WHAT TO PRODUCE: All lines from the one including "phrase -- statue leg" to the bottom of the entries below should be repeated exactly, both ends kept.

>>>

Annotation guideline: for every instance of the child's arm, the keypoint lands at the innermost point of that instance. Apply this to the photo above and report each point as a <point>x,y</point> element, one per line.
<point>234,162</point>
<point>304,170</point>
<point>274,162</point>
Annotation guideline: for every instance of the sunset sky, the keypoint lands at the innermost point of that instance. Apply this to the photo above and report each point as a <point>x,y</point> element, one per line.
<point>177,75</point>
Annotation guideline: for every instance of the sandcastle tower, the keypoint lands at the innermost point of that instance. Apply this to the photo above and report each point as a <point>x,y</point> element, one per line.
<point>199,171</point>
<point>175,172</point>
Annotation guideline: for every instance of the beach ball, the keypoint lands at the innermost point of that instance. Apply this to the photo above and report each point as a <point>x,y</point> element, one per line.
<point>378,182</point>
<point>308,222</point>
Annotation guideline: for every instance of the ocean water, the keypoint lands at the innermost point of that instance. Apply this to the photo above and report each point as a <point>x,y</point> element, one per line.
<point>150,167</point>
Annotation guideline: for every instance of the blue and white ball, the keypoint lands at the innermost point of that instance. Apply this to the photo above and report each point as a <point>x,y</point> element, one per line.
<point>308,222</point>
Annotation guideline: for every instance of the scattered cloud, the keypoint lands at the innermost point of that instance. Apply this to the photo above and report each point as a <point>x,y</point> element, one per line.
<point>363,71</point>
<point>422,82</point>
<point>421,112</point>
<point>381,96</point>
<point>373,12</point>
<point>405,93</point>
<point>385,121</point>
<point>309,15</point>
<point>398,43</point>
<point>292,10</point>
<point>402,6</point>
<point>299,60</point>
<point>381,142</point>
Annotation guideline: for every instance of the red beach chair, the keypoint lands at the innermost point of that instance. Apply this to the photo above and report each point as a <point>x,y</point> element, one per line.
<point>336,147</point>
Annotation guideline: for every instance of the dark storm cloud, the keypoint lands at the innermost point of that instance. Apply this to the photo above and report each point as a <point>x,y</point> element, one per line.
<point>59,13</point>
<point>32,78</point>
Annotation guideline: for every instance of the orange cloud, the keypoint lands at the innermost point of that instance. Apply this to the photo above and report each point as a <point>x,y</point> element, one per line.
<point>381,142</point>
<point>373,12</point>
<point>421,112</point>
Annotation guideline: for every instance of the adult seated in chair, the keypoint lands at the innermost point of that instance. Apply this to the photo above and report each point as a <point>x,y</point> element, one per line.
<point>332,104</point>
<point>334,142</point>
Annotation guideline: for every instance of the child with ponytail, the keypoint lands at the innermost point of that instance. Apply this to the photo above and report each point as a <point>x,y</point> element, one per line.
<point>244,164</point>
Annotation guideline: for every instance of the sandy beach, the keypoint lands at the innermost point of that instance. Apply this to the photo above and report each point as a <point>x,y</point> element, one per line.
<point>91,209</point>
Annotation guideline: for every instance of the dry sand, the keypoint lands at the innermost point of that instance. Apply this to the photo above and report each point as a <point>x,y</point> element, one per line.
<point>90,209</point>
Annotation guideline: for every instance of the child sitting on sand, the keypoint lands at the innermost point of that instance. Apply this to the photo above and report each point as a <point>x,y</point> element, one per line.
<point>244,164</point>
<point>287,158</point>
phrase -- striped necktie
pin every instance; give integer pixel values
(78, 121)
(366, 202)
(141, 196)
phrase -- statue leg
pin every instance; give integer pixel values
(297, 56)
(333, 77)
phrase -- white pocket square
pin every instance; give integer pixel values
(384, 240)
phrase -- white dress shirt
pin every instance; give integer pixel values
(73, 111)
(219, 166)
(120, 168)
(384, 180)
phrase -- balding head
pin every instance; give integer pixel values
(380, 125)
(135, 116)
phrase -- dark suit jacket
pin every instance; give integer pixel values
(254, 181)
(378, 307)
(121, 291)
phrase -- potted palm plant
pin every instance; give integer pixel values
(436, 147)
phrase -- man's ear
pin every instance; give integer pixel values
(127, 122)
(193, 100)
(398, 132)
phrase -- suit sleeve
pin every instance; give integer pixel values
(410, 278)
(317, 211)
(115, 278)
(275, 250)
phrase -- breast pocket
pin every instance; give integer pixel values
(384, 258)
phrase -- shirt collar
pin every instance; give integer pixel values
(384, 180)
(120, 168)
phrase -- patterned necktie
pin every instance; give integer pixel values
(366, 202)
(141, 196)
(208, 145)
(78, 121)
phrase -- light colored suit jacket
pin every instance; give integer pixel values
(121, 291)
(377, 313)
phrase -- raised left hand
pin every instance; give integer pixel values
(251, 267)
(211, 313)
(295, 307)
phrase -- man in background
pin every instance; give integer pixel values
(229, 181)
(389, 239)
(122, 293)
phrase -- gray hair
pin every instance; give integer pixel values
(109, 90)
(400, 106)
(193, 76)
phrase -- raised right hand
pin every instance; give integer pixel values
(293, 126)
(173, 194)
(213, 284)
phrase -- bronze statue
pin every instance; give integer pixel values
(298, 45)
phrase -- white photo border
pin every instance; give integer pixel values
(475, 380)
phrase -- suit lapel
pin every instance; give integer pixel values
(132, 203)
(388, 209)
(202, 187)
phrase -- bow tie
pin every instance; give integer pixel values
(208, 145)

<<<

RESULT FOR THIS EXERCISE:
phrase -- statue leg
pin every instance; give integer pixel values
(297, 56)
(333, 77)
phrase -- white pocket square
pin every instance; give integer pixel values
(384, 240)
phrase -- white dress shirt
pin every instance; give integer pixel values
(73, 111)
(219, 166)
(120, 168)
(384, 180)
phrase -- balding head
pin every instance; give integer pixel values
(380, 125)
(135, 116)
phrase -- dark suit jacket
pin every instance; give integer pixel values
(254, 181)
(378, 307)
(121, 291)
phrase -- potted palm plant
pin every instance; give integer pixel values
(436, 147)
phrase -- man's ear
pin every instance; give integer pixel values
(127, 122)
(193, 100)
(398, 132)
phrase -- suit sleeve
pin every instance; give integer pixel values
(410, 278)
(317, 211)
(115, 278)
(275, 250)
phrase -- breast pocket
pin every instance; give integer pixel values
(384, 258)
phrase -- shirt collar
pin every instance; give integer pixel values
(384, 180)
(120, 168)
phrase -- patterned necktie
pin every instance; give integer pixel values
(366, 202)
(141, 196)
(208, 145)
(78, 121)
phrase -- light colored suit jacket
pin every instance; give integer pixel values
(121, 291)
(377, 313)
phrase -- raised left hand
pin every instance; give integer pixel values
(251, 267)
(211, 313)
(295, 307)
phrase -- man in background
pin every instance; give integer pixel values
(229, 181)
(389, 239)
(122, 293)
phrase -- gray hair
pin every instance; give integer pixel values
(109, 90)
(400, 106)
(193, 76)
phrase -- raised right hand
pin every instance; give integer pixel values
(293, 126)
(173, 194)
(213, 284)
phrase -- bronze statue
pin every instance; give integer pixel values
(298, 45)
phrase -- white photo border
pin every instance; give integer pixel values
(475, 380)
phrase -- suit lapel
pin every instance; give integer pixel values
(132, 203)
(388, 209)
(202, 187)
phrase -- bow tie
pin every instance; give integer pixel values
(208, 145)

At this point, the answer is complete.